Тихонов действительно воплотил в Штирлице почти идеальный образ умного, сдержанного и самоироничного интеллигента, в то же время освобожденного от стереотипных интеллигентских слабостей. Железного интеллигента. Играющего в шахматы и на рояле. Знающего толк в старинных книгах и в античном искусстве. Деликатного по отношению к окружающим и в то же время закрытого для посторонних глаз. Вежливого даже во время допроса и подавляющего собеседника псевдорациональными софизмами. В домашнем джемпере и во фраке.
В то же время весь набор внешних интеллигентских качеств — к тому же с налетом аристократизма, недаром он фон Штирлиц — мотивирован миссией Штирлица как разведчика в тылу врага. Анекдоты блистательно зафиксировали этот парадокс героя — но главный парадокс сериала состоял в том, что именно эта маска и стала лицом Штирлица, именно благодаря ей он и стал новым героем. Героем-интеллигентом, шпионом от интеллигенции, выдающим свое подлинное «я» за присвоенную идентичность[6].

» СПИСОК ЗАДАНИЙ
1. Чем, согласно фрагменту о Штирлице, мотивирован весь набор его внешних интеллигентских качеств?
2. Перепишите дословно из фрагмента о Штирлице отрывок от слов «Тихонов действительно воплотил» до слов «и во фраке.» включительно.
Перечень далее — это отдельный материал, не связанный с фрагментом о Штирлице.

» ПРЕДОСТАВЛЕННЫЕ ДАННЫЕ
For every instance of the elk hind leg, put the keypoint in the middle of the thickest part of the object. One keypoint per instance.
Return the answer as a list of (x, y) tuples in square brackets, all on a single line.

» ВЫПОЛНЕННЫЕ ЗАДАНИЯ
1. Миссией Штирлица как разведчика в тылу врага.

2.
Тихонов действительно воплотил в Штирлице почти идеальный образ умного, сдержанного и самоироничного интеллигента, в то же время освобожденного от стереотипных интеллигентских слабостей. Железного интеллигента. Играющего в шахматы и на рояле. Знающего толк в старинных книгах и в античном искусстве. Деликатного по отношению к окружающим и в то же время закрытого для посторонних глаз. Вежливого даже во время допроса и подавляющего собеседника псевдорациональными софизмами. В домашнем джемпере и во фраке.